WORK ORDER => Each line from the one containing "the blurred green" through the end of the entries below must be output exactly; no other line belongs.

**** DATA FOR THIS TASK

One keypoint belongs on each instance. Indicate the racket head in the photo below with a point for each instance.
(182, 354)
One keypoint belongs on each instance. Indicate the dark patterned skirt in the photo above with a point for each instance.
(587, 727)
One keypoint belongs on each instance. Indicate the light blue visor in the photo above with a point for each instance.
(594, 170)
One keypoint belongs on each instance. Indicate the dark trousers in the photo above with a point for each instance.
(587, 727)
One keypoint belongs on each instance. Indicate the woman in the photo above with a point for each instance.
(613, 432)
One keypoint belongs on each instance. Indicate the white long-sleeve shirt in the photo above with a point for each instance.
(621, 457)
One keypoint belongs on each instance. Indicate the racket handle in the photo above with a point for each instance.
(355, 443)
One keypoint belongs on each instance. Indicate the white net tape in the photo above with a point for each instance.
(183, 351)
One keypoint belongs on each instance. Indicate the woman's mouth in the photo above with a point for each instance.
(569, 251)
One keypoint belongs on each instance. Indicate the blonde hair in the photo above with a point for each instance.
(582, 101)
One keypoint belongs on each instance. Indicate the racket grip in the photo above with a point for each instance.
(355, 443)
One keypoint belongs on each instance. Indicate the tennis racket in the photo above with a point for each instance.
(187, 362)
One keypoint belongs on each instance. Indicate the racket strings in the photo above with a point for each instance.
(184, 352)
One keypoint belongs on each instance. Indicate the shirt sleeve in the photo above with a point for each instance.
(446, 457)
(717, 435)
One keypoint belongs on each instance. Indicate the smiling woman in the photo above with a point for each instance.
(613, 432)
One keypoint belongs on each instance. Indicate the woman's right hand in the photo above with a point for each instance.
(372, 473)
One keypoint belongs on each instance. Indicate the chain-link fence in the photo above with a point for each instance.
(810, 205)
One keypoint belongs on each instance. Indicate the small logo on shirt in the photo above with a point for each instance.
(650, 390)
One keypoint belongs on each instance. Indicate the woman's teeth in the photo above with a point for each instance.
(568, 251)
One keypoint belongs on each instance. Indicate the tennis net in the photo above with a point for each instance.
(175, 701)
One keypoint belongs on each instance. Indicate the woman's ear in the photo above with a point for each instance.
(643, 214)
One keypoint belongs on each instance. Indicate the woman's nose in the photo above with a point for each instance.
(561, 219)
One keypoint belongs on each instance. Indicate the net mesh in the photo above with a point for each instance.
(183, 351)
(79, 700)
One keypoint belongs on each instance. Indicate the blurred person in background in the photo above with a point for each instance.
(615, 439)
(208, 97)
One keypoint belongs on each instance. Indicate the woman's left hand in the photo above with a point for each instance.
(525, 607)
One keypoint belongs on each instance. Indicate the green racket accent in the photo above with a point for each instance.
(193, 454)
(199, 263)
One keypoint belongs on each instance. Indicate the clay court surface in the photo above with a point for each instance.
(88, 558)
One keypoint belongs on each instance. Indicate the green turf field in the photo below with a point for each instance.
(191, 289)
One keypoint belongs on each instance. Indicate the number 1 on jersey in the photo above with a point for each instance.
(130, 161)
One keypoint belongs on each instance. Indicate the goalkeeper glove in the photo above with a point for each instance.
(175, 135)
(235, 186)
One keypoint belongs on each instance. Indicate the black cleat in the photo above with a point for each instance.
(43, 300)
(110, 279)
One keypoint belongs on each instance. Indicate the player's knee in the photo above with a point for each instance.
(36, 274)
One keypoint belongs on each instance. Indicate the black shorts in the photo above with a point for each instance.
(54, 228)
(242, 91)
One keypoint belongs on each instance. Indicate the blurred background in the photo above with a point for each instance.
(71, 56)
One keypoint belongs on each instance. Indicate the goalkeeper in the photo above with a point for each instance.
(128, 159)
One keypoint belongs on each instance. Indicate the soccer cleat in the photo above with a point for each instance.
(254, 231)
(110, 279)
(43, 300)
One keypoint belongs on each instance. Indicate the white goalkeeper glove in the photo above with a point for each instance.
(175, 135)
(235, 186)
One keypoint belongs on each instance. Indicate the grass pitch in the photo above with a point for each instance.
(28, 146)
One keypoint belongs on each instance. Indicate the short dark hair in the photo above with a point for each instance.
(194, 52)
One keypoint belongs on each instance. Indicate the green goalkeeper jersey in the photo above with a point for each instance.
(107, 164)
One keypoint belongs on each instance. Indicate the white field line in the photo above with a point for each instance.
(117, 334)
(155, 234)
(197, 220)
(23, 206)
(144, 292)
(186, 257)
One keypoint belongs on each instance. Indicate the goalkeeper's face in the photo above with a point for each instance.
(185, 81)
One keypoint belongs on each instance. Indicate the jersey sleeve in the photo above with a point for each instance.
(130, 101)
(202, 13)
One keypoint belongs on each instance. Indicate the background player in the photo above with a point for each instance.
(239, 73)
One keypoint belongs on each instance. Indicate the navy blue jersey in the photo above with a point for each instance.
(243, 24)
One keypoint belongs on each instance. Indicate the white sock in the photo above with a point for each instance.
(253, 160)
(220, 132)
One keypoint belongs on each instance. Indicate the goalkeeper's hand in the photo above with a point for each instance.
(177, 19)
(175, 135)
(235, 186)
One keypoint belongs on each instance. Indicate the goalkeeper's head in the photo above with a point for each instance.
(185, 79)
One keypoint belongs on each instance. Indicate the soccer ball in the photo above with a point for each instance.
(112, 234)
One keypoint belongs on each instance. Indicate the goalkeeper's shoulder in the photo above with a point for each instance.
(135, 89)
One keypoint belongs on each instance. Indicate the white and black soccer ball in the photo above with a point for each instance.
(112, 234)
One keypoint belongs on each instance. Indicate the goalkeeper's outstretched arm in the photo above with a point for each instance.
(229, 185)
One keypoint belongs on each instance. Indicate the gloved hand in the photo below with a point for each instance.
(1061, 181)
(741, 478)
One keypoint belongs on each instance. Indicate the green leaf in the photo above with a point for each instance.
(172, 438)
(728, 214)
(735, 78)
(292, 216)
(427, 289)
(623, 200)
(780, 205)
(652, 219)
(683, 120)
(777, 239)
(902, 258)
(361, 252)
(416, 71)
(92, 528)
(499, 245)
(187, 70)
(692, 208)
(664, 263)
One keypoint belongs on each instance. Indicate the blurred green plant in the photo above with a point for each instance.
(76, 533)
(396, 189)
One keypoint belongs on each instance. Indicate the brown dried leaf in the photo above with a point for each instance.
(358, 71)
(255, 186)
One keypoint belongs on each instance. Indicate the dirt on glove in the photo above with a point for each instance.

********

EXERCISE RESULT =>
One keypoint belongs on each instance. Indicate the blurred green plant in the photo above with a point for each instance.
(76, 533)
(396, 189)
One keypoint belongs on each instance. Indicate the brown dried leaf in the photo above with a point for each instance.
(358, 71)
(255, 186)
One keypoint belongs on each instance. Indicate the dirt on glove in the photo above with a point for each instance.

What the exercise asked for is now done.